Quote each line exactly, from the line that contains "For the evaluation set, tag each instance of the white patent" down to the last line of the listing, and no other lines.

Listing
----

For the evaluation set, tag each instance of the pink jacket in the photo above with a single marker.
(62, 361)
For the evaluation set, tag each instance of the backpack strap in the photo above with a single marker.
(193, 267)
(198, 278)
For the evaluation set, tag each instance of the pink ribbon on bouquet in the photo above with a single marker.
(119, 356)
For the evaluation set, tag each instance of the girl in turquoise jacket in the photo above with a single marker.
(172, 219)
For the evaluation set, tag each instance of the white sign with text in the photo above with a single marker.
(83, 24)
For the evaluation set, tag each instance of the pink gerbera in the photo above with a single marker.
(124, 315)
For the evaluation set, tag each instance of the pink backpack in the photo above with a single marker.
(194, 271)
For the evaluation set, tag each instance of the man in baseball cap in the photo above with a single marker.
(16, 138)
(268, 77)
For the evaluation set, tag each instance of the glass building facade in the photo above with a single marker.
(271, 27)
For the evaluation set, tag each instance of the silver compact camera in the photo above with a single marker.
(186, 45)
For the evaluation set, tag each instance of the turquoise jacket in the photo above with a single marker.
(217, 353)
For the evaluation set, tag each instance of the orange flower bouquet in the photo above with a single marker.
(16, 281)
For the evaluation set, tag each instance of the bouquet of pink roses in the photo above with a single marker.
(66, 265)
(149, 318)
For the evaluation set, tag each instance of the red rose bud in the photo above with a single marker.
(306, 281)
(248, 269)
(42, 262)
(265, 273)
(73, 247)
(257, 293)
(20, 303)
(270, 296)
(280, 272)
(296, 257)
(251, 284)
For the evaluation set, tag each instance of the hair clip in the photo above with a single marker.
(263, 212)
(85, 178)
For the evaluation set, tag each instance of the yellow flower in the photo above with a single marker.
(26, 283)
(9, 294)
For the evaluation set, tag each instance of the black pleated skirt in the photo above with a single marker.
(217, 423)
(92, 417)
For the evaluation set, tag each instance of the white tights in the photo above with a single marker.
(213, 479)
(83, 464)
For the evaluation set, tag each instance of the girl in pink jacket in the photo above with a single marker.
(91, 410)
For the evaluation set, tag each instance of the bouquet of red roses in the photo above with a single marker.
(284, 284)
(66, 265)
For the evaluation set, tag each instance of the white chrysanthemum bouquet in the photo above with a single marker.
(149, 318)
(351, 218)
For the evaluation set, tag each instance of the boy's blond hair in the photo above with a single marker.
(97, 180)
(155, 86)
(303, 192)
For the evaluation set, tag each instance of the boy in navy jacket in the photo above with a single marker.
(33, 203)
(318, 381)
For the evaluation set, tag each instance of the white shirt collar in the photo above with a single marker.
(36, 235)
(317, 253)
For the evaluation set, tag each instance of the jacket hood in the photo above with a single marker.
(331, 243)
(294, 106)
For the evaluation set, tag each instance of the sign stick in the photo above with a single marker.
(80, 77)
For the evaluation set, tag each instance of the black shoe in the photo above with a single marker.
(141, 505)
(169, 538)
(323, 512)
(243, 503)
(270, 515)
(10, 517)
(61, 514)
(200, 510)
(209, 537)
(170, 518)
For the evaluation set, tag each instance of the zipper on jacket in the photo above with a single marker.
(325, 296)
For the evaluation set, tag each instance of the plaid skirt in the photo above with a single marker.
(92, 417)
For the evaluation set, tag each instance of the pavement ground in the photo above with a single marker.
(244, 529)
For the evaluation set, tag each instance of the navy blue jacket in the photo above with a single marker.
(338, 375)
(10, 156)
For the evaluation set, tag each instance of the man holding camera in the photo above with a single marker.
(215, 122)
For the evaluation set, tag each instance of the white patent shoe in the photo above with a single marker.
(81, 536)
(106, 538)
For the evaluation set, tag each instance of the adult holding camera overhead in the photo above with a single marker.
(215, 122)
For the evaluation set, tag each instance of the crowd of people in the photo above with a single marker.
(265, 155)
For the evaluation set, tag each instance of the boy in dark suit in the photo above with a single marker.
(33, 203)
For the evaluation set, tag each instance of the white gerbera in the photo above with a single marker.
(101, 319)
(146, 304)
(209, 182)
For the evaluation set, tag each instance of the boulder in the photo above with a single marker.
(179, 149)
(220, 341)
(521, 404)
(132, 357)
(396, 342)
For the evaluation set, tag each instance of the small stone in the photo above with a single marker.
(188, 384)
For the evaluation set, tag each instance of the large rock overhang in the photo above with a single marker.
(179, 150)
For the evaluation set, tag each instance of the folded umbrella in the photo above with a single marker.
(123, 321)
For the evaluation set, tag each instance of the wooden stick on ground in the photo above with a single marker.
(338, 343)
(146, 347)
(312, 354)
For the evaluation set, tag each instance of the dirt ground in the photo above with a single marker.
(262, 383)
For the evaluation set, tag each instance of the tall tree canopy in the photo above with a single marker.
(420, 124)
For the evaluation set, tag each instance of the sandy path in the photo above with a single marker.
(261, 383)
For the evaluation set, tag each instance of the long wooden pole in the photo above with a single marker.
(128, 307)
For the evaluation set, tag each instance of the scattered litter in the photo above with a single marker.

----

Answer for the task
For the evaluation set, tag each instance of the white patent shoe in the photo above with a single marker.
(81, 536)
(106, 538)
For the evaluation set, tag each instance of the adult holding camera overhead in the photo above with a single marker.
(215, 122)
For the evaluation set, tag each instance of the crowd of people in the photo above with a single marker.
(265, 155)
For the evaluation set, tag each instance of the boy in dark suit in the photo above with a single marker.
(33, 203)
For the evaluation set, tag each instance of the white gerbera in the photo above with a single marker.
(101, 319)
(146, 304)
(209, 182)
For the evaluation set, tag each instance of the boulder in the photo above with a single marker.
(179, 149)
(220, 341)
(521, 404)
(132, 357)
(396, 342)
For the evaluation set, tag each instance of the small stone in the photo above with a single marker.
(188, 384)
For the evaluation set, tag each instance of the large rock overhang in the photo above with a single marker.
(179, 150)
For the evaluation set, tag each instance of the folded umbrella in the photo above with a single marker.
(123, 321)
For the evaluation set, tag each instance of the wooden stick on ground in the photo above with a single marker.
(338, 343)
(146, 347)
(312, 354)
For the evaluation set, tag each instance of the dirt ground in the photo above with a single marker.
(262, 383)
For the evaluation set, tag each instance of the tall tree canopy in the photo above with a single marker.
(420, 124)
For the evaluation set, tag each instance of the sandy path in the photo above with a single marker.
(261, 383)
For the evaluation set, tag each instance of the long wooden pole in the photo above with a single marker.
(128, 307)
For the evaluation set, tag each instance of the scattered litter in the photo above with a single marker.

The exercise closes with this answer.